- _Directions for this task_
Each entry below should be written out exactly as it is, with no pictures.

(Stored items)
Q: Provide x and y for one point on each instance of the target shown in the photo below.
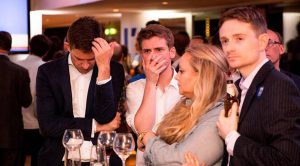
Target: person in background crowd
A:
(264, 128)
(152, 22)
(293, 50)
(275, 50)
(181, 42)
(56, 48)
(39, 46)
(196, 40)
(14, 94)
(78, 91)
(191, 125)
(150, 98)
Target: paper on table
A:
(85, 152)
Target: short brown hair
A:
(156, 30)
(246, 14)
(82, 33)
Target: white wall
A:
(290, 20)
(52, 4)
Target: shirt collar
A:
(245, 83)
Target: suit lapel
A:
(91, 92)
(64, 76)
(254, 88)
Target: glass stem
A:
(107, 158)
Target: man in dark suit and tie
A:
(14, 94)
(78, 91)
(267, 132)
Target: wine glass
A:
(72, 141)
(123, 145)
(106, 139)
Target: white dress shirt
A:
(165, 101)
(245, 83)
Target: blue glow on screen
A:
(14, 19)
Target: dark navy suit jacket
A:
(269, 123)
(54, 106)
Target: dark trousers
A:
(10, 157)
(32, 144)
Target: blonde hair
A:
(211, 66)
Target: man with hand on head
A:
(78, 91)
(275, 50)
(267, 130)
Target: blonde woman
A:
(191, 125)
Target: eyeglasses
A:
(272, 42)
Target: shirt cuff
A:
(101, 82)
(93, 128)
(230, 141)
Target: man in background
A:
(39, 46)
(275, 50)
(14, 94)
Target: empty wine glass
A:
(106, 139)
(72, 141)
(123, 145)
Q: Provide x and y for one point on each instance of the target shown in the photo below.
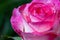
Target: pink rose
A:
(38, 17)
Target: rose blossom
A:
(37, 20)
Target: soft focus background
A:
(6, 7)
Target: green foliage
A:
(6, 7)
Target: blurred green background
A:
(6, 7)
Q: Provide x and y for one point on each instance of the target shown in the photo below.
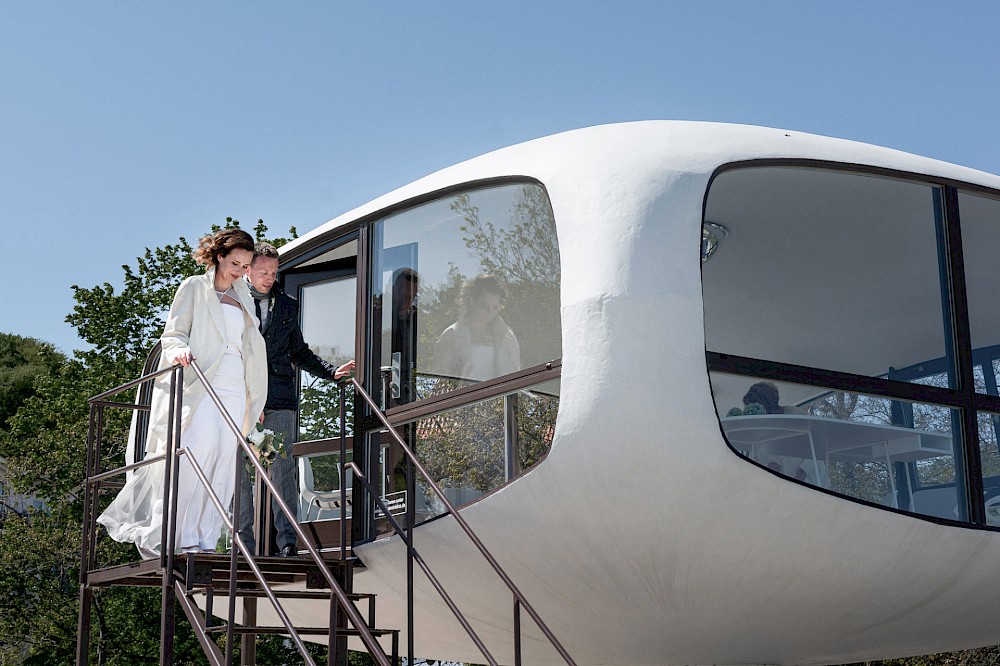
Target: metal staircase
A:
(201, 583)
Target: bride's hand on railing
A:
(184, 358)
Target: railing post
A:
(168, 535)
(342, 464)
(517, 632)
(411, 518)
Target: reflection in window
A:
(466, 290)
(825, 269)
(479, 447)
(838, 271)
(328, 316)
(889, 452)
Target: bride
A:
(210, 321)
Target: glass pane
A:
(466, 289)
(328, 319)
(826, 269)
(474, 449)
(980, 234)
(989, 427)
(888, 452)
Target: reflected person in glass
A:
(766, 396)
(479, 345)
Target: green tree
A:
(22, 361)
(44, 446)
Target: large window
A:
(841, 352)
(465, 289)
(464, 329)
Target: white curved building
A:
(849, 520)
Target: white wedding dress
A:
(136, 514)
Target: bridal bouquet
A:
(267, 445)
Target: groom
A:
(279, 324)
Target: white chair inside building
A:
(321, 503)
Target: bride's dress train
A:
(136, 514)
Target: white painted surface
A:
(642, 538)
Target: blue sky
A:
(124, 125)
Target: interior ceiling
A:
(825, 269)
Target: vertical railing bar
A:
(83, 624)
(517, 632)
(167, 544)
(343, 471)
(465, 527)
(411, 517)
(233, 551)
(96, 463)
(331, 653)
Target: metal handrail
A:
(519, 597)
(359, 623)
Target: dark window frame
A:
(964, 399)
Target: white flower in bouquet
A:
(267, 445)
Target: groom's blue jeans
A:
(284, 474)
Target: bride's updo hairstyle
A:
(221, 243)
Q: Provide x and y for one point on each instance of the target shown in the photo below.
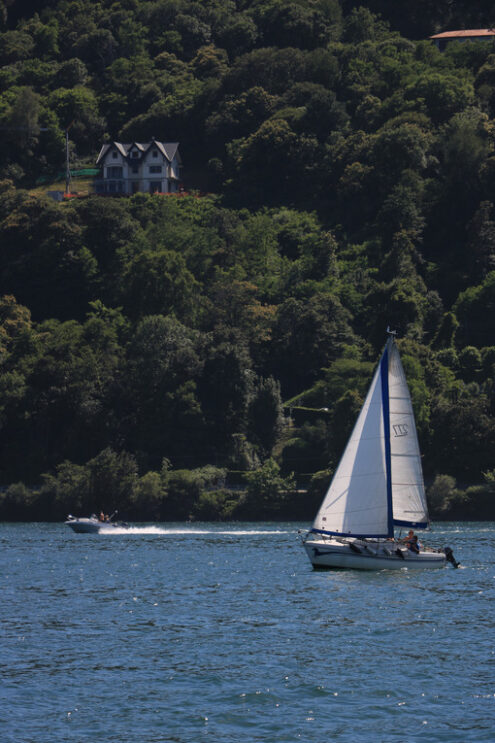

- _Finished task_
Q: Provide x and y for one point on each instance of the target shown in the photo below.
Target: person in background crowd
A:
(264, 128)
(152, 22)
(293, 50)
(275, 50)
(181, 42)
(56, 48)
(39, 46)
(196, 40)
(14, 94)
(78, 91)
(191, 125)
(150, 98)
Target: paper on table
A:
(85, 152)
Target: short brown hair
A:
(156, 30)
(246, 14)
(82, 33)
Target: white wall
A:
(290, 20)
(52, 4)
Target: shirt collar
A:
(245, 83)
Target: suit lapel
A:
(91, 92)
(64, 76)
(254, 88)
Target: glass stem
A:
(107, 158)
Target: man in dark suit and tie
A:
(14, 94)
(78, 91)
(267, 132)
Target: wine glass
A:
(72, 141)
(123, 145)
(106, 139)
Target: white dress shirt
A:
(165, 101)
(245, 83)
Target: blue glow on screen
A:
(14, 19)
Target: dark navy suit jacket
A:
(269, 123)
(54, 106)
Target: dark trousers
A:
(10, 157)
(32, 144)
Target: blonde hair
A:
(211, 66)
Target: man with hand on head
A:
(78, 91)
(275, 50)
(267, 130)
Target: blonde woman
A:
(191, 125)
Target: eyeglasses
A:
(272, 42)
Target: shirt cuff
A:
(101, 82)
(93, 128)
(230, 141)
Target: man in background
A:
(39, 46)
(275, 50)
(14, 94)
Target: empty wine glass
A:
(106, 139)
(72, 141)
(123, 145)
Q: Provide x and y for one point on each instance of the target shown in the photo below.
Target: pink rose
A:
(38, 17)
Target: rose blossom
A:
(37, 20)
Target: soft focus background
A:
(6, 7)
Target: green foliage
A:
(6, 7)
Target: blurred green background
A:
(6, 7)
Q: Provide x and y for one point on each instance of the target shown in the photo below.
Target: metal staircase
A:
(201, 583)
Target: bride's hand on railing
A:
(184, 358)
Target: railing post
A:
(168, 535)
(342, 464)
(517, 632)
(411, 518)
Target: reflection in window
A:
(466, 290)
(825, 269)
(479, 447)
(838, 271)
(328, 316)
(889, 452)
Target: bride
A:
(210, 321)
Target: glass pane
A:
(466, 289)
(328, 319)
(826, 269)
(474, 449)
(980, 234)
(989, 427)
(888, 452)
Target: reflected person in glass
A:
(766, 396)
(479, 345)
Target: green tree
A:
(22, 361)
(44, 446)
Target: large window
A:
(841, 352)
(465, 289)
(464, 329)
Target: white curved building
A:
(849, 520)
Target: white wedding dress
A:
(136, 514)
Target: bridal bouquet
A:
(267, 445)
Target: groom
A:
(279, 324)
Target: white chair inside building
A:
(321, 503)
Target: bride's dress train
A:
(136, 514)
Target: white painted surface
A:
(642, 538)
Target: blue sky
A:
(124, 125)
Target: interior ceiling
A:
(825, 269)
Target: vertical railing bar
A:
(83, 624)
(517, 632)
(167, 544)
(343, 471)
(465, 527)
(411, 517)
(233, 551)
(96, 463)
(331, 653)
Target: metal handrail
A:
(519, 597)
(359, 623)
Target: dark window frame
A:
(964, 399)
Target: white flower in bouquet
A:
(267, 445)
Target: groom's blue jeans
A:
(284, 474)
Target: bride's updo hairstyle
A:
(221, 243)
Q: Provide x and y for one point on each instance of the target shown in the photo below.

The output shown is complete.